Top of Supplied data

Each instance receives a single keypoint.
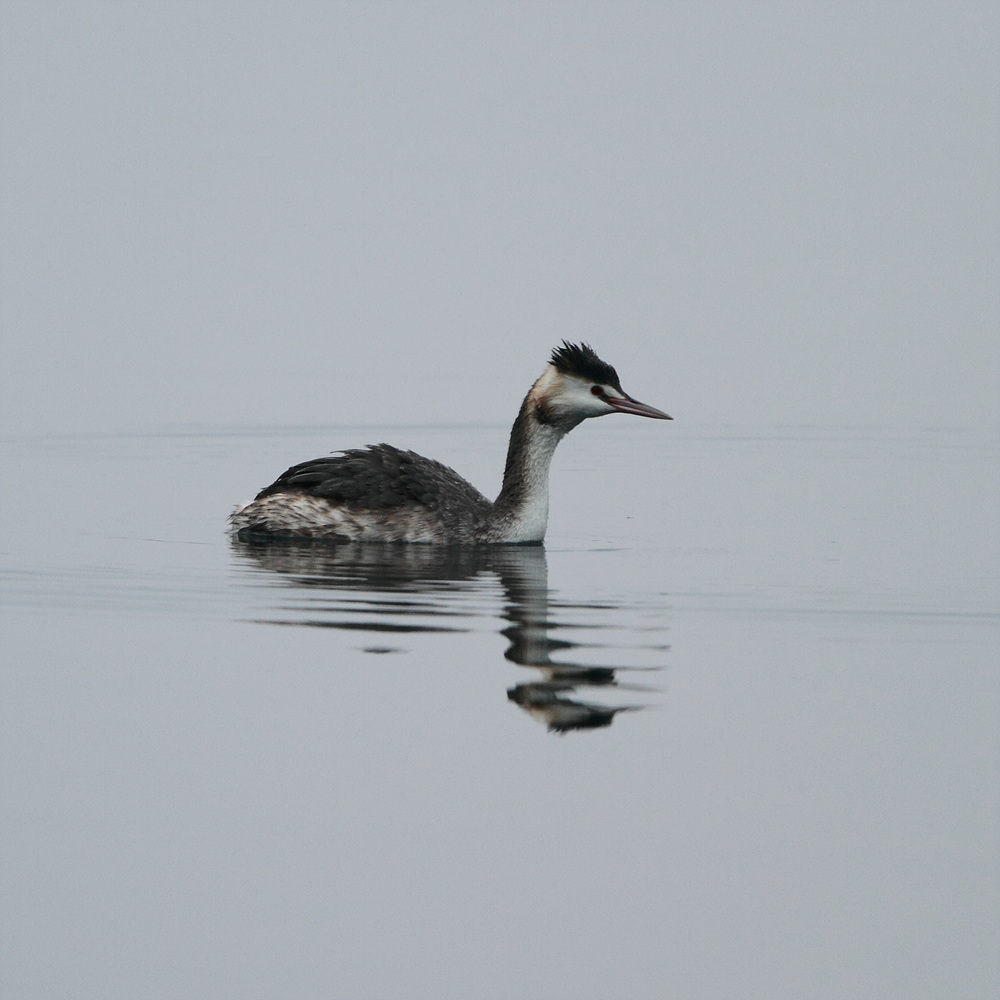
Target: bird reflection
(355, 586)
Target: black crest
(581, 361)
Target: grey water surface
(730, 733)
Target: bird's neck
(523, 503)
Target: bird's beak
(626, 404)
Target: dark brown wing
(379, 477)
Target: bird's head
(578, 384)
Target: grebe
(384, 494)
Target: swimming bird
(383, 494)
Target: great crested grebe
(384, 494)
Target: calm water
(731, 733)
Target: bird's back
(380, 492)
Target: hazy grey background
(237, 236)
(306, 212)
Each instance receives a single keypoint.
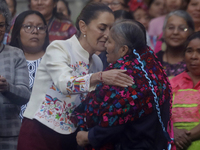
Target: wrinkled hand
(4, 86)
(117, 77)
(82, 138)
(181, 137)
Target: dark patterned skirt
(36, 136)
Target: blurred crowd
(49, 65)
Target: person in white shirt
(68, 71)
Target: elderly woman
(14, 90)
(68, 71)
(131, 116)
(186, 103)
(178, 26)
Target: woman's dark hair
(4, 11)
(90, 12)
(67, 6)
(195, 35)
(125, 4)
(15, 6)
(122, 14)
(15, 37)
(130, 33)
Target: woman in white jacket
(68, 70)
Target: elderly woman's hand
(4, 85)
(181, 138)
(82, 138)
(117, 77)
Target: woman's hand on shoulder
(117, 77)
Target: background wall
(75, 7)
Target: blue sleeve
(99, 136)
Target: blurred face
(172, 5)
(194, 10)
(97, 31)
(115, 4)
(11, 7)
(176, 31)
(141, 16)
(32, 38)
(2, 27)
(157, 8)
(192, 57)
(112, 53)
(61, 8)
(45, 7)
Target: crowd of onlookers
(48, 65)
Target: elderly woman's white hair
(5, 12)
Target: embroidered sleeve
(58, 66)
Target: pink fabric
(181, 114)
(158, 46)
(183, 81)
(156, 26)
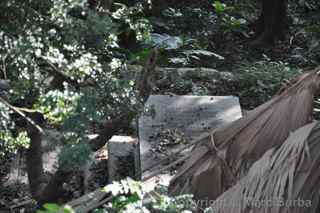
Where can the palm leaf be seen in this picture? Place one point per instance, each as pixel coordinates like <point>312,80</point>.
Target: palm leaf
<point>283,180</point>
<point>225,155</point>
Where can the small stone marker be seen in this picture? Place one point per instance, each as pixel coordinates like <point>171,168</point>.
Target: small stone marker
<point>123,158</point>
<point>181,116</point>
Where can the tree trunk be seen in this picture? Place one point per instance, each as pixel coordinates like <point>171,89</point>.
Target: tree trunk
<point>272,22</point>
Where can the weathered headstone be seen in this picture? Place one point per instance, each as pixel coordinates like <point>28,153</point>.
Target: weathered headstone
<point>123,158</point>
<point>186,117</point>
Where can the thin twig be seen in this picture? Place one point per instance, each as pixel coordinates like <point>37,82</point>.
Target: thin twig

Bottom of Supplied data
Top of Supplied data

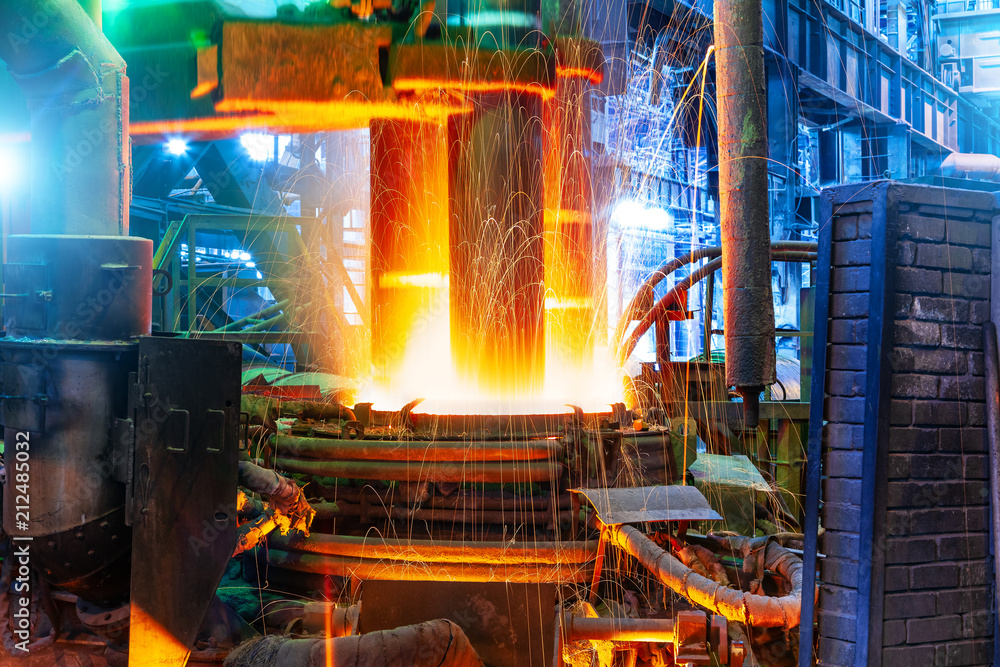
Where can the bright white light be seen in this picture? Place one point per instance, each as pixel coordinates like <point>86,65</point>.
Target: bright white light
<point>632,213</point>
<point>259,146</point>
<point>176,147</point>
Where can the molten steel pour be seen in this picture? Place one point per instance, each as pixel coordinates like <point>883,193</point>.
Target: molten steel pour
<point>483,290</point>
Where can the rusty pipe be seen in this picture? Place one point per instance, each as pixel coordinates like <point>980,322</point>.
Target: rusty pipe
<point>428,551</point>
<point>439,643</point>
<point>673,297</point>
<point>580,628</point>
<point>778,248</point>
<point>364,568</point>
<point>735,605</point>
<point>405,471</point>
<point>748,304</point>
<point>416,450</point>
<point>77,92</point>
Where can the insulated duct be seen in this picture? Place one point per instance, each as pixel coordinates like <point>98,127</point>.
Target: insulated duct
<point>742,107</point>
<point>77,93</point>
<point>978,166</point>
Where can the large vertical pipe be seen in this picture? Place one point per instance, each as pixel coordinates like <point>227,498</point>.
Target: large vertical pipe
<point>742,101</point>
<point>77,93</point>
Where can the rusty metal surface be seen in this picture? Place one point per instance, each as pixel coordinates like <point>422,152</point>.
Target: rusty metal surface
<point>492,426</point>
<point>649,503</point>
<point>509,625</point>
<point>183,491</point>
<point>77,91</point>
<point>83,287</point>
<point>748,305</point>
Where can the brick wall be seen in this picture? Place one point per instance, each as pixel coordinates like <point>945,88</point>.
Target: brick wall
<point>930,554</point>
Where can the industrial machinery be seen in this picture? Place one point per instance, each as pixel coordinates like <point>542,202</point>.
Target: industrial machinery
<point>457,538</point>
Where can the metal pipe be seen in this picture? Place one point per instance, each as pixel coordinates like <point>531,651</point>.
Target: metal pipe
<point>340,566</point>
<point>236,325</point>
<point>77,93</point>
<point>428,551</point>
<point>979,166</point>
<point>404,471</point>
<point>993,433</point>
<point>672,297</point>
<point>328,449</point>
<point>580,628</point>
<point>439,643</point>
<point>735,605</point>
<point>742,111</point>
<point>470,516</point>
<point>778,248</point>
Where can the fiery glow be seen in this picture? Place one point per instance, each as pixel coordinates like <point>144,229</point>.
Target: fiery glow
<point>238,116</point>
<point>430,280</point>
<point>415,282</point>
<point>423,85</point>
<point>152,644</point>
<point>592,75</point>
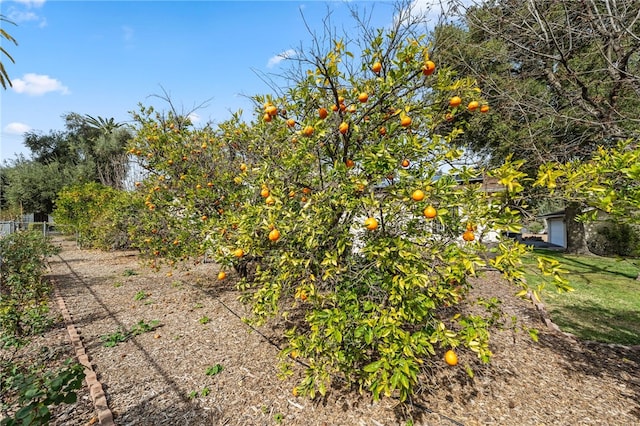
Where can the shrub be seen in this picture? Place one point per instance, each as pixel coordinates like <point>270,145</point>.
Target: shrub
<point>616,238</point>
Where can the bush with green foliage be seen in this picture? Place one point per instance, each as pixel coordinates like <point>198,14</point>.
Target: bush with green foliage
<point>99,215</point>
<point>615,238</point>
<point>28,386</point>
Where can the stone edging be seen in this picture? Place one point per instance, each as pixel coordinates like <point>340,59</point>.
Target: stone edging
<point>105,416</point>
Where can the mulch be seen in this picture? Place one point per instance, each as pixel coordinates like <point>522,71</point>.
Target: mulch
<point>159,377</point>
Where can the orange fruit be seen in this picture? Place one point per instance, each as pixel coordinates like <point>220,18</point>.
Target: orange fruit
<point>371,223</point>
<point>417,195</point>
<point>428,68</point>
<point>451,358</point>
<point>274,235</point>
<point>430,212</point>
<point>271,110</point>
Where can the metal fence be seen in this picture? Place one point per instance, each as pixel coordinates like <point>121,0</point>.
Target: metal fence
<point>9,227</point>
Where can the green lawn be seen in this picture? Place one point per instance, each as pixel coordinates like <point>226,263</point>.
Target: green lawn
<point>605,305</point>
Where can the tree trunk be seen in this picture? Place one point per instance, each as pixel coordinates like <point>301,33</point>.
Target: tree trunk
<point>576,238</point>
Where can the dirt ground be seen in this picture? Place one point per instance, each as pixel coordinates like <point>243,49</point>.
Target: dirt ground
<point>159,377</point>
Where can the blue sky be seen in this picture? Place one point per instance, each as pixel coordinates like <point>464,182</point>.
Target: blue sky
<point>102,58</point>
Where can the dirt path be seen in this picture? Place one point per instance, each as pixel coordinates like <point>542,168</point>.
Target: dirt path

Bottom of Supplied data

Your instructions.
The answer must be the number of lines in the records where the string "thin" is found, stated alone.

Answer space.
2